- Exercise goal:
Locate every line in the entries below that contains the word "eucalyptus", and copy each of those lines in full.

- Data shown:
******
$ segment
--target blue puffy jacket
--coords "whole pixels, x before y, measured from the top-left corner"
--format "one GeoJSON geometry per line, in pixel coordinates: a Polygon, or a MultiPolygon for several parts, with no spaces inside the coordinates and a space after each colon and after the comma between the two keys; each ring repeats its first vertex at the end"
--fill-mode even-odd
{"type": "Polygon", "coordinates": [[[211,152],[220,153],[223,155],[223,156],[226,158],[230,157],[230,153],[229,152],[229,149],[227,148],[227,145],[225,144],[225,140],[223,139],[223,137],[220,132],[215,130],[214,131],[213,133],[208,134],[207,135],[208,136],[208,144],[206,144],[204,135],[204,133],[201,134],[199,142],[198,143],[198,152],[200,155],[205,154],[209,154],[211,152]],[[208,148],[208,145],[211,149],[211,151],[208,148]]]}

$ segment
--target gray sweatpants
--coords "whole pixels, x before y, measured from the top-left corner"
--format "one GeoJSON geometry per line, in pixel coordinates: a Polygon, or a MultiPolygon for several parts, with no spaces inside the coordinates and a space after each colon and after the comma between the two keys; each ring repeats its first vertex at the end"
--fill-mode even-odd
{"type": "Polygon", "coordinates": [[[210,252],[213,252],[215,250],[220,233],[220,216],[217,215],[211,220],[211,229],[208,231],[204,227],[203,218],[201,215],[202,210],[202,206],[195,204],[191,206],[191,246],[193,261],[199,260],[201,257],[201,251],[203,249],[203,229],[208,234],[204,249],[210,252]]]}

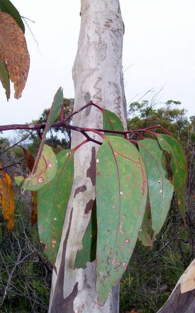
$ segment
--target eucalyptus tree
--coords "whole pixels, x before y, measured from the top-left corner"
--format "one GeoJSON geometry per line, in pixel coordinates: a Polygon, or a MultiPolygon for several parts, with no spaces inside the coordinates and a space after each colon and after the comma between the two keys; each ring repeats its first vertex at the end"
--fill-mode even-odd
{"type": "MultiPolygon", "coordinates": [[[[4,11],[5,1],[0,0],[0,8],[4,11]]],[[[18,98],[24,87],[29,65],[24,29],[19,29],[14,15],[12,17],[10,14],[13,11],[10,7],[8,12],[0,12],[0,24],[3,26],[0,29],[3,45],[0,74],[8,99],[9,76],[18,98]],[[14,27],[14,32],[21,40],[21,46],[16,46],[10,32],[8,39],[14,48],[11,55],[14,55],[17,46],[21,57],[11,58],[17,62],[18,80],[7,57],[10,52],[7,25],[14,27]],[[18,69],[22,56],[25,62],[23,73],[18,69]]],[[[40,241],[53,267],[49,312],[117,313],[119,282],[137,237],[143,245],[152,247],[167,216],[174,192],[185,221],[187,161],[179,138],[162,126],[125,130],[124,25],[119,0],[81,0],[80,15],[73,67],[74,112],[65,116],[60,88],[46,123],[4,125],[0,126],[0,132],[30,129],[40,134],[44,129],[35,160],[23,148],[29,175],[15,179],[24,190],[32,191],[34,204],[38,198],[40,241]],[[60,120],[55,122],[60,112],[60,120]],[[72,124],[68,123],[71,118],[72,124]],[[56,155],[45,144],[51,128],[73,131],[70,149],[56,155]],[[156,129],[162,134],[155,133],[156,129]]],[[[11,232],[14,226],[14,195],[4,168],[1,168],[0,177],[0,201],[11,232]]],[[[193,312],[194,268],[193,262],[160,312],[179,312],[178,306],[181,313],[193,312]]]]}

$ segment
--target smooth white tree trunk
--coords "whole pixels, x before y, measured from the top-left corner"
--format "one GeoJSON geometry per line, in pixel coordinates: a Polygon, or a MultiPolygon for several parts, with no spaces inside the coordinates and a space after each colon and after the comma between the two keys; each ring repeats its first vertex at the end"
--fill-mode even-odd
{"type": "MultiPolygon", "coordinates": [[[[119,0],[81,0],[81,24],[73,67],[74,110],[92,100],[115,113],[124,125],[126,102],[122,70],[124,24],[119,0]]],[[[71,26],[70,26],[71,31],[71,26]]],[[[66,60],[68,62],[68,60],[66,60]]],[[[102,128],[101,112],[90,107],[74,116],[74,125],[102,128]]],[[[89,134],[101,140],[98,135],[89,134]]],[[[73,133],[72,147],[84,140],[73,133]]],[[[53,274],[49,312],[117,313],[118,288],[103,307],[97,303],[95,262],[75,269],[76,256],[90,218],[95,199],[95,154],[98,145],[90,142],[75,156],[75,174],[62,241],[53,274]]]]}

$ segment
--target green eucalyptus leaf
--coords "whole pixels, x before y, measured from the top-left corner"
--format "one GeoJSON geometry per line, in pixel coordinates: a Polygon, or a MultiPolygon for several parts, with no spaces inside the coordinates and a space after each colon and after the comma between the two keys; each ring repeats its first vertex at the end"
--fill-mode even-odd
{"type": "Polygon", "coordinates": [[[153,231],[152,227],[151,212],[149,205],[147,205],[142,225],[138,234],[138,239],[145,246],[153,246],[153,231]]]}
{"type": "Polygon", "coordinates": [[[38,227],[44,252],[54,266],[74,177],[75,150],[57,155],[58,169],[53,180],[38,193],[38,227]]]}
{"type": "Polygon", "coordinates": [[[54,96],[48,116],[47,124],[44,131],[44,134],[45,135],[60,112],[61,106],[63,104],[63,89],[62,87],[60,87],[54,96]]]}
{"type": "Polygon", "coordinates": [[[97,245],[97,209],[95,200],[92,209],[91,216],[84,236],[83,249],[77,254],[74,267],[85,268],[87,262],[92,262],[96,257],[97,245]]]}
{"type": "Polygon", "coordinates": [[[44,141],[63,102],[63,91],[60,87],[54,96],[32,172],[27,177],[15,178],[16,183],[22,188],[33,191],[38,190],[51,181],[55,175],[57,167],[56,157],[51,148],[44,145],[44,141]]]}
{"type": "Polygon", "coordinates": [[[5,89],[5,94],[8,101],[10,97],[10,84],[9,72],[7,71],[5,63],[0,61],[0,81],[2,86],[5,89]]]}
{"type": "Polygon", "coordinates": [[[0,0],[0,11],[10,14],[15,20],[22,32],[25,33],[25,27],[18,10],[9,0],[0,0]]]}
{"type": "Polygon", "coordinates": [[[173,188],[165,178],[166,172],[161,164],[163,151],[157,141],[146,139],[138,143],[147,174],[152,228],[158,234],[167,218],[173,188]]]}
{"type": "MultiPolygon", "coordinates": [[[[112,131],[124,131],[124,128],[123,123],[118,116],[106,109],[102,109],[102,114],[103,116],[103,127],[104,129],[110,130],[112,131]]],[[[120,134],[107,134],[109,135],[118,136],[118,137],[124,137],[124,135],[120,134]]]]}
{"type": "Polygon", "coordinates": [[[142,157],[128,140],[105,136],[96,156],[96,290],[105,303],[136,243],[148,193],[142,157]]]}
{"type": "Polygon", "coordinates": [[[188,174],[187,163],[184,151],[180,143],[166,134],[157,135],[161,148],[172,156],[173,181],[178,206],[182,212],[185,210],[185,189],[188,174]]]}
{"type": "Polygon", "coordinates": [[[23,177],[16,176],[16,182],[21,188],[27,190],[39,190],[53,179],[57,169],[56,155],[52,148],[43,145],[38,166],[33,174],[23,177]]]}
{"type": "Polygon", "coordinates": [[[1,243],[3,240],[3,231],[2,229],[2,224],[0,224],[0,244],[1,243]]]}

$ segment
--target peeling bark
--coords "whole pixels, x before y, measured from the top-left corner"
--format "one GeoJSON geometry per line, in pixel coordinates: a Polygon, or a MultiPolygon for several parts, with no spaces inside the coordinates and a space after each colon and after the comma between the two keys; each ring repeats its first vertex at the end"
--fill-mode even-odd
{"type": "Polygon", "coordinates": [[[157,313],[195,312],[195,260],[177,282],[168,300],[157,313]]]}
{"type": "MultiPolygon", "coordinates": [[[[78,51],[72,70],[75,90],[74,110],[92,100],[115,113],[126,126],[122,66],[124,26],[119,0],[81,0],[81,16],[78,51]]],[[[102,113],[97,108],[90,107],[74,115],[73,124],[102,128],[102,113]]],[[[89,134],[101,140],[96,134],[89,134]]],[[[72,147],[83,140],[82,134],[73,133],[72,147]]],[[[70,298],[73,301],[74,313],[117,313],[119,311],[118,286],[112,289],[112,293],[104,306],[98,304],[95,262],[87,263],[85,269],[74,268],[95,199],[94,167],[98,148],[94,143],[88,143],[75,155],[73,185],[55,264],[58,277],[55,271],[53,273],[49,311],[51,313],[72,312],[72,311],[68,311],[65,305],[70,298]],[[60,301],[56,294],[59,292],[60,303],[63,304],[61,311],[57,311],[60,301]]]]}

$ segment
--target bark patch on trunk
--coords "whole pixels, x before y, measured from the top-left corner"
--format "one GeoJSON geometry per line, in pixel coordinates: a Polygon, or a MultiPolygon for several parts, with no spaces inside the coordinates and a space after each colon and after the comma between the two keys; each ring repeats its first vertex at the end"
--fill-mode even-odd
******
- Result of the exercise:
--target eucalyptus tree
--target green eucalyptus leaf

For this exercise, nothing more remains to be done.